The result is dramatic. A monorepo with thousands of versions of similar source files can easily compress 5 to 10 times smaller. The pack format spec describes the two delta types, OBJ_REF_DELTA (base by full SHA) and OBJ_OFS_DELTA (base by offset within the pack), and the instruction encoding.

The other beautiful detail is that what gets packed against what is heuristic. Git looks at filename similarity, size, and content windows to pick base objects. There is real engineering in git repack that you only ever see if you go looking for it.

Trick 2: The Pack Index

Without an index, finding an object in a 5 GB pack file would mean scanning. The companion .idx file is sorted by SHA-1 and has a 256-entry fanout table at the front. The fanout lets Git jump directly to the slice of hashes starting with the same first byte, then a binary search inside the slice finds the offset.

This is the same idea that makes B-tree indexes fast in databases, applied to a flat file. Look up cost is O(log n) and the whole index is small enough to mmap.

When a repo has dozens of pack files, looking up an object means asking each .idx in turn. Git has another optimization for that: the multi-pack-index (MIDX), a single index that spans many pack files. GitHub’s Git’s database internals series is the deepest readable tour of how this fits together at scale, and a great companion read.

Trick 3: Reachability Bitmaps

For network operations, Git often needs to answer “given commit X, what is the set of all reachable objects?”. Walking the graph is slow. Reachability bitmaps precompute, for chosen commits, a compressed bit per object that says “is this object reachable from here?”. Set differences become bitwise XORs, which are essentially free. This is the secret behind fast git fetch of a tiny diff over a 10 GB repository.

What Happens When You Run git push

You can put it all together. Suppose you make one commit and run git push origin main. Logically:

Git compares your local refs/heads/main to the server’s idea of refs/heads/main. The two SHAs differ.
Git walks back from your local main to find the last common ancestor. This is just a graph traversal of commit objects and their parent pointers.
Git enumerates every object reachable from your new commit but not from the common ancestor: new commits, new trees, new blobs.
It builds a thin pack file on the fly, using delta compression where it can, and streams it to the server using the Git wire protocol.
The server unpacks (or in modern hosts, indexes the thin pack directly), runs hooks, and atomically updates the remote refs/heads/main if everything is good.

### INSTRUCTION A
Identify every factor that, according to the Git internals text, Git examines when choosing base objects for delta compression.
### INSTRUCTION B
Proceed with the Git internals text, beginning immediately after its final sentence.

### DATA SECTION
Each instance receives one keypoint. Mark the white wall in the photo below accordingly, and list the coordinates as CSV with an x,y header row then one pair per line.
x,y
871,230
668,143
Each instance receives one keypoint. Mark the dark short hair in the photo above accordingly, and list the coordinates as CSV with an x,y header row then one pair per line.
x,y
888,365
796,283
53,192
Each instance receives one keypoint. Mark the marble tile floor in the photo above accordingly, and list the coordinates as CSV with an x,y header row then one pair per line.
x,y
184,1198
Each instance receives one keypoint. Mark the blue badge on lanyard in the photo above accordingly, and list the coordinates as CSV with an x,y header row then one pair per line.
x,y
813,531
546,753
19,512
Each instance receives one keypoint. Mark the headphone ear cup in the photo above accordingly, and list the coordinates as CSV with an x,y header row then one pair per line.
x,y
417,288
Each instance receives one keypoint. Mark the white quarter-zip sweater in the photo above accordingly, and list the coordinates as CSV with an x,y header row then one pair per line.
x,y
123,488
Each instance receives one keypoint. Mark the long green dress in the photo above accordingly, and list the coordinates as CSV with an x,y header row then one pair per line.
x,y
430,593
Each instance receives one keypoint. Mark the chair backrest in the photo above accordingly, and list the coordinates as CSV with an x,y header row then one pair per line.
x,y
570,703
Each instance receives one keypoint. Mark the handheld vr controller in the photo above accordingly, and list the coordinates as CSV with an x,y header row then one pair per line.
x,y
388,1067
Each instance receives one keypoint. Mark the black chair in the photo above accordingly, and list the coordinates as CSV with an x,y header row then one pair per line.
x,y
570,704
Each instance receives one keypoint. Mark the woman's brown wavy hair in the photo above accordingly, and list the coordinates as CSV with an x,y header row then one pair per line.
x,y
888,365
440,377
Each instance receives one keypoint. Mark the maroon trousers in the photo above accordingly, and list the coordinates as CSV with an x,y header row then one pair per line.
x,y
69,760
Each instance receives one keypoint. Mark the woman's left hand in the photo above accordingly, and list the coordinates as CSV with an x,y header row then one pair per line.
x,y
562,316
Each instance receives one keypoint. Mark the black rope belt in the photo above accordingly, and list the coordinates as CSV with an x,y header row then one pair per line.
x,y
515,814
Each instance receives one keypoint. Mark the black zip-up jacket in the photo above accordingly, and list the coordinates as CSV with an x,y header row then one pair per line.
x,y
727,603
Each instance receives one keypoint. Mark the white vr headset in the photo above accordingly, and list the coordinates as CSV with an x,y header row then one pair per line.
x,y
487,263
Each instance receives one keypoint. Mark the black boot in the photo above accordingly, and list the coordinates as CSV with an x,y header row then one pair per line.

### FINAL RESULT A
Filename similarity, size, and content windows.

### FINAL RESULT B
That is it. There is nothing GitHub-specific about the data on the wire. The same protocol works against a bare Git repo on a Linux box you SSH into. Hosts like GitHub, GitLab, and Bitbucket layer replication, auth, and pull request workflows on top, but the bytes are the same. We dug into how that layering works in How GitHub Stores and Serves Git Repositories.

Garbage Collection, Reflog, and How Lost Commits Come Back

If you git reset --hard HEAD~5 you have not lost anything. The five “deleted” commits are still in the object store. They are unreachable from any branch, but they exist.

Git tracks ref movements in the reflog (.git/logs/). Every time HEAD or a branch ref changes, an entry is appended:

$ git reflog
9f9258a HEAD@{0}: reset: moving to HEAD~5
1a410ef HEAD@{1}: commit: WIP debugging

You can recover by simply git reset --hard 1a410ef or git checkout HEAD@{1} to land on the commit you thought you lost. The reflog is one of the most powerful features in Git and most developers do not learn about it until something goes wrong.

Garbage collection is what eventually deletes truly unreachable objects. git gc does several jobs:

Packs loose objects into pack files.
Repacks small pack files into bigger ones.
Computes reachability and prunes objects that are not reachable from any ref or reflog entry.
Updates auxiliary indexes like the multi-pack-index.

By default, git gc will not prune objects younger than two weeks (gc.pruneExpire = 2.weeks.ago) and respects the reflog (gc.reflogExpire = 90.days). That is why a git reset you did this morning is recoverable for months unless you explicitly git gc --prune=now --reflog-expire=now.

flowchart LR
    Reset["fa:fa-rotate-left <b>git reset --hard HEAD~5</b>"]
    Refs["fa:fa-bookmark <b>refs/heads/main</b><br/>moves to old commit"]
    Reflog["fa:fa-clock-rotate-left <b>reflog</b><br/>HEAD@{1} = lost commit"]
    Obj["fa:fa-database <b>objects</b><br/>still on disk"]
    Recover["fa:fa-life-ring <b>git reset --hard HEAD@{1}</b>"]

    Reset --> Refs
    Reset --> Reflog
    Refs -. unreachable .-> Obj
    Reflog --> Recover
    Recover --> Refs

    classDef bad fill:#fde2e2,stroke:#b91c1c,stroke-width:2px,color:#0f172a
    classDef good fill:#c8e6c9,stroke:#388e3c,stroke-width:2px,color:#0f172a
    classDef neutral fill:#fff3e0,stroke:#f57c00,stroke-width:2px,color:#0f172a
    class Reset,Refs bad
    class Recover,Reflog good
    class Obj neutral

This is also why Git can feel like it has memory loss after a long-running script that hammers the reflog. Once entries age out and git gc runs, the unreachable objects really are gone. The lesson is the same one we learned with database write-ahead logs: durable history is a prerequisite for safe destructive operations.

SHA-1, SHA-256, and the Hash Migration

Git was designed in 2005 with SHA-1. The choice was about distribution and integrity, not cryptographic security. Two practical concerns have appeared since.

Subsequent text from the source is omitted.